■ **Document segment**
There are also structural changes happening. Europe's largest VC funds are starting to have larger growth capital allocations. Corporate venture arms from companies like Siemens, ABB, and others are deploying more capital into deep tech scale-ups.
What this suggests is that the market is correcting itself. Capital is flowing toward the scale-up problem because everyone recognizes it's real. Kembara is the largest single effort, but it's part of a broader trend.


Estimated data shows that if European AI companies like Deepmind had access to growth capital, their valuations could have been significantly higher, potentially reaching billions instead of being acquired early.
The Defense Tech and Sovereignty Angle: Why It Matters
Kembara's focus on "dual-use and defense tech to protect European sovereignty" might sound like boilerplate until you understand what it actually means.
Europe is waking up to a reality: it's dependent on the US for military technology, and it's dependent on Asia for critical semiconductors. Neither of these dependencies is comfortable. Ukraine made this clear. When Europe tried to help Ukraine defend itself, it discovered that some types of military technology were restricted and not available through normal channels.
That created an imperative to build European capacity in critical defense technologies. But you can't announce "we're funding defense companies to reduce US dependency." That's not diplomatic. Instead, you fund deep tech companies that have commercial applications but can also serve defense needs.
A European company that builds quantum computers is dual-use: it has commercial applications in finance and cryptography, but it also has defense applications in secure communications. A European company that builds advanced semiconductors is dual-use: commercial applications in AI and computing, plus defense applications in military systems.
Kembara's willingness to invest in these areas signals that European LPs believe the geopolitical calculus has shifted. Europe needs strategic independence in critical technologies. That independence comes from having independent companies building critical technologies. And those companies need capital.

■ **Provided data**
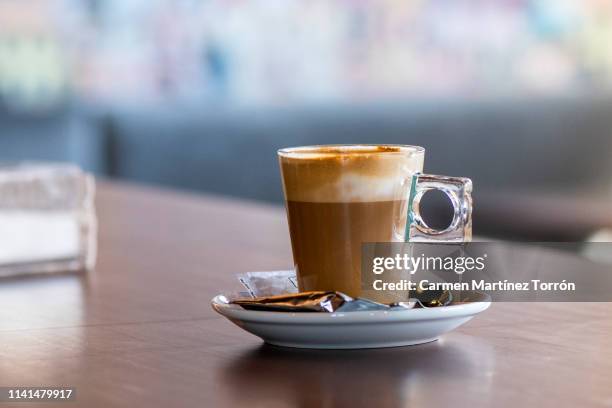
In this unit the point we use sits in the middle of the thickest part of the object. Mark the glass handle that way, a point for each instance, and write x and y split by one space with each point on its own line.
459 192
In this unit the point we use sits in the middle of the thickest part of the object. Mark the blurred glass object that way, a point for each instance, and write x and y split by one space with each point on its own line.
47 219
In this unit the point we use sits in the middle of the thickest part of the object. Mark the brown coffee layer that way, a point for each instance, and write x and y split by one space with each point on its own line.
348 173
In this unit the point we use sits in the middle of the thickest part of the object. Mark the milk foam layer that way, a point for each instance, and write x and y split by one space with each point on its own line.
356 176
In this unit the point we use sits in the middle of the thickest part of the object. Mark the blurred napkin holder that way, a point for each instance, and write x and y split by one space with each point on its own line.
47 219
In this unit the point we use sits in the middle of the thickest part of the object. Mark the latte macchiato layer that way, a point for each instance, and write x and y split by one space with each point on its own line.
331 174
339 197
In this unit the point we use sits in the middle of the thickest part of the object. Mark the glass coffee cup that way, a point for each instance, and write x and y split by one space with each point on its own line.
341 196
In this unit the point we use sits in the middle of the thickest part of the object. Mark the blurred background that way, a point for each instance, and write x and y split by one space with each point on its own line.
198 95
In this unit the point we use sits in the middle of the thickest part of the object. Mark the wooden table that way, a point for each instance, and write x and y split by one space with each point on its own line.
139 331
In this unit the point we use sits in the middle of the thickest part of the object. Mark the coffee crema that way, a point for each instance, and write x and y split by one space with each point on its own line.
339 197
348 173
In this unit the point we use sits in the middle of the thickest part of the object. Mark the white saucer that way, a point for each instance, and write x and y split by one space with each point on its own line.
352 330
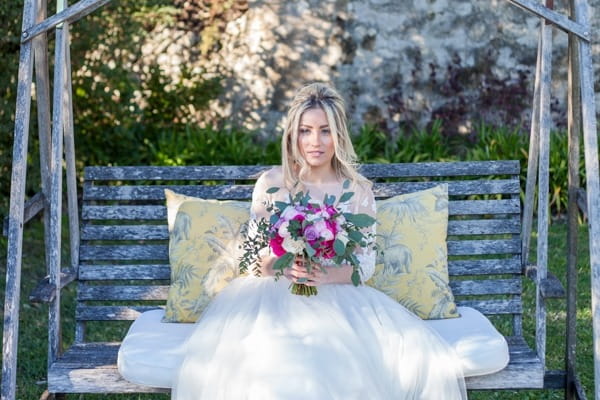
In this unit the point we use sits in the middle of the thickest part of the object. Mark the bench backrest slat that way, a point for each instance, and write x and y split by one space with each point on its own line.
237 191
124 239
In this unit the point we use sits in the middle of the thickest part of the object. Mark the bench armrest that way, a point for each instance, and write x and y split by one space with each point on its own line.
44 292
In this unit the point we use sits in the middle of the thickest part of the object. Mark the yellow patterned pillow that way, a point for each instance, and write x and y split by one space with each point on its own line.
203 252
412 265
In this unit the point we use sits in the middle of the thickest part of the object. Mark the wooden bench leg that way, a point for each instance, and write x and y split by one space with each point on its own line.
53 396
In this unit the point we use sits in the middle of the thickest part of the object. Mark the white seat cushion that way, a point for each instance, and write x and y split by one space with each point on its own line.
481 348
153 350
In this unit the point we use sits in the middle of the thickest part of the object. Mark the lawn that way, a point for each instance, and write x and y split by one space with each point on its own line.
33 320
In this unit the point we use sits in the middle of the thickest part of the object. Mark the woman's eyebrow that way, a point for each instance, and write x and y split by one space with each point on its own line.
310 126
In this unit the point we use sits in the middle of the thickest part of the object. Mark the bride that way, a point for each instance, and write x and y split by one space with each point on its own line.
256 340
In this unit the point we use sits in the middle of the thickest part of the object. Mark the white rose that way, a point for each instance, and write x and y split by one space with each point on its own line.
289 213
342 237
292 246
283 229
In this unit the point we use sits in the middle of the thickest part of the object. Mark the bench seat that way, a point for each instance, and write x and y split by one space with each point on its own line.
123 267
88 368
152 350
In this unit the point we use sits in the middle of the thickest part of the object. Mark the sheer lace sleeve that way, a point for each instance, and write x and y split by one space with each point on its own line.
364 203
260 197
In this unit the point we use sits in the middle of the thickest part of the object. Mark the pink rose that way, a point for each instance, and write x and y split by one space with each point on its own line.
326 250
276 245
311 234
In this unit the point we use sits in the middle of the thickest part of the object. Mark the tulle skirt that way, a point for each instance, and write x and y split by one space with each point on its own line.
256 340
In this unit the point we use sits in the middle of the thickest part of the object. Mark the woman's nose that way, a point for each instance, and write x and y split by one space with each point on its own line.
315 138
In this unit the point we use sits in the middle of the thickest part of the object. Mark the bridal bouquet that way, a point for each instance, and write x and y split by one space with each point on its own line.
319 231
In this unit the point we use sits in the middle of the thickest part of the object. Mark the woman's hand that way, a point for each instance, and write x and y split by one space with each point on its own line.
298 273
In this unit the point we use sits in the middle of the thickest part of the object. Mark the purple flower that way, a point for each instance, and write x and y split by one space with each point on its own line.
311 233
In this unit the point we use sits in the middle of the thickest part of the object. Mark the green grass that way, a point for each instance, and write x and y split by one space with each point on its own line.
31 374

■ **Tasks to complete**
1. From the Kembara piece, set down word for word the part that opens with the words containing "There are also" and closes with "deep tech scale-ups.".
2. For each statement, say yes or no according to the Kembara piece, and quote the words from it that decide the answer. (a) Corporate venture arms from companies such as Siemens and ABB are putting more capital into deep tech scale-ups. (b) Europe depends on Asia for military technology. (c) A European company building quantum computers has defense uses in secure communications.
You won't need the rows for any of this.

■ **Answers to the exercises**
1.
There are also structural changes happening. Europe's largest VC funds are starting to have larger growth capital allocations. Corporate venture arms from companies like Siemens, ABB, and others are deploying more capital into deep tech scale-ups.

2.
(a) Yes: "Corporate venture arms from companies like Siemens, ABB, and others are deploying more capital into deep tech scale-ups."
(b) No: "it's dependent on the US for military technology, and it's dependent on Asia for critical semiconductors."
(c) Yes: "A European company that builds quantum computers is dual-use: it has commercial applications in finance and cryptography, but it also has defense applications in secure communications."